#### [Extracted text]
As a result, the LAW released a number of public resolutions passed at its monthly meetings. For example, the Hearst empire was condemned. Many bourgeois Soviet and American individuals were denounced: Shostakovich, James T. Farrell, and Trotsky.31 At the Association of Western Writers (1937), the organizations opening exhortation was “Writers of the World, Unite,” The propaganda was very clear: “A writer was doomed not only to loneliness but to actual deterioration of his artistic faculties” if he broke away from the organic link of writers.32

The LAW began to take punitive action against various writers and started to support political causes that elevated or promoted its members. Manifestoes were issued (mostly in New Masses), and the writers who hoped to make a living adhered closely to the sanctioned goals. They had succumbed to and had become totally immersed in Party objectives,33 even though the vast majority were not even official Communist Party members! They had rallied behind political, social, and moral causes that increased their visibility as an organization. Using Machiavellian methods of physical and verbal abuse and ostracism—the ultimate punishment, the LAW succeeded in rewarding the soldier literatus for his undivided loyalty for at least a decade.34 Everyone knew it was professionally useful to belong to the organization if you wanted to acquire the bourgeois lifestyle that it publicly condemned.

#### [Dataset extract]
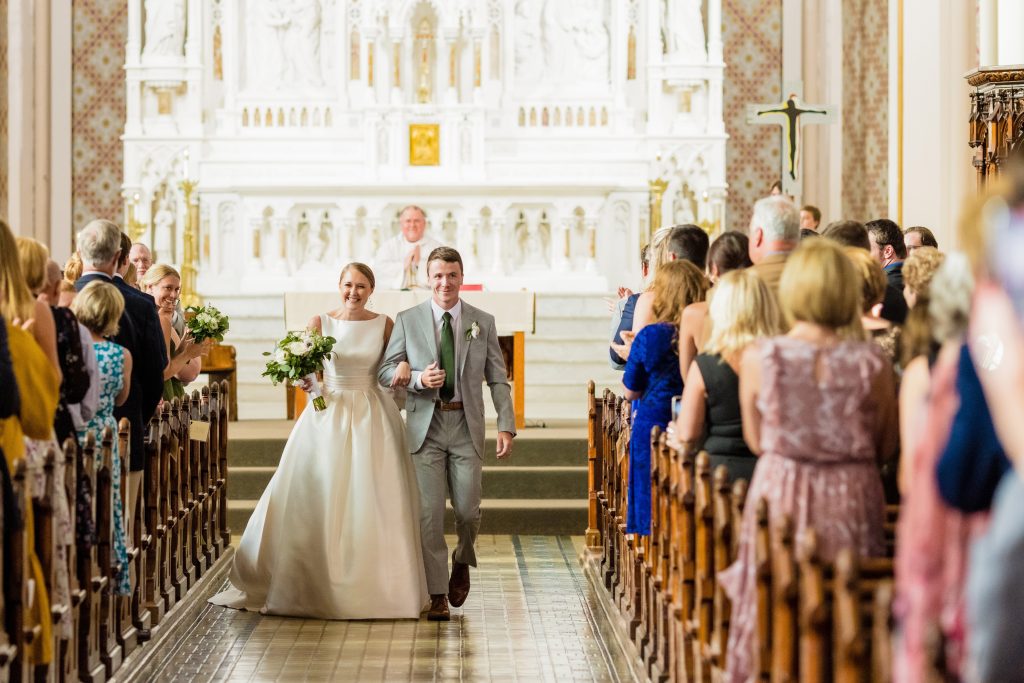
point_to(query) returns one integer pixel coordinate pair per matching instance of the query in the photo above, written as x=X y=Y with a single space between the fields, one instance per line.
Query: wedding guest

#### [Tasks to complete]
- A) Answer these from the passage on the LAW:
(i) Which empire did the LAW condemn?
(ii) What was the opening exhortation at the Association of Western Writers in 1937?
(iii) In which publication were the LAW's manifestoes mostly issued?
- B) Write the next part of the passage on the LAW, picking up after its final sentence.

#### [Results by task]
- A)
(i) The Hearst empire.
(ii) "Writers of the World, Unite."
(iii) New Masses.

- B)
As soon as the LAW achieved the prestigious, secure, omnipotent status, the outlaws registered their dissatisfaction and seceded. Archibald MacLeish became Librarian of Congress and issued a denunciation of the writers. He was called a Judas Iscariot.35 Gertrude Atherton left to protest the LAW's survey and its position on the pro-Loyalists in the Spanish-American War.36 Without these prominent figures and their defiance of the mindlessness of the literati, it might be argued that American writers were not just the tools of the Communist Party, but slaves to the status quo as well.

In Wolfe's dissertation, he relies on the lexicon from Whyte's Organization Man [McLuhan says Mr. Whyte saw how the oral revolution had replaced a book culture. He notes that the executive is (in 1956) a product of the print technology or the “Protestant Ethic” as Max Weber and Mr. Whyte have called it.]37 and Selznick's Organizational Weapons to define the social issues and conflicts as confronted by the alienated massman. In all of Wolfe's writings, except Bonfire of the Vanities, the outlaw gentleman wins because he has not been moved by fear, egotism, or social position, but by a personal sense of alienation. He cannot be persuaded to pledge his allegiance to a dogma or an institution; he is a law unto himself. The system can ask him to perform (or to conform), but he has the choice and excercises it frequently:

As institutions weaken, the individual loses the sense that he has a secure status and accepted functions with society; an alienation develops, a psychological atomizations.38

As long as he maintains that social anomie, there is self-respect and self-improvement. But, if the social issues are decided by the … contending systems which demand, win, as well as maintain enduring loyalties,39 the ultimate outcome is of tragic consequence. [Sherman McCoy did not win against the system, because it was operating on the principle of loyalty and Favor Banks.] By adhering to the vows of organizational life, (in the vain hope that it's American to do so), the outlaw gentleman could lose himself, get absorbed, and shirk personal responsibility since the organization or system is supposed to pay! “The individual had to prove himself—no authorative commands, but autonomous decision, good sense, and responsible conduct for citizenship.”40 This is Weber's Gentleman Ideal.41 Lawlessness enabled him to pursue without restriction and to attain all-around self-perfection and charisma.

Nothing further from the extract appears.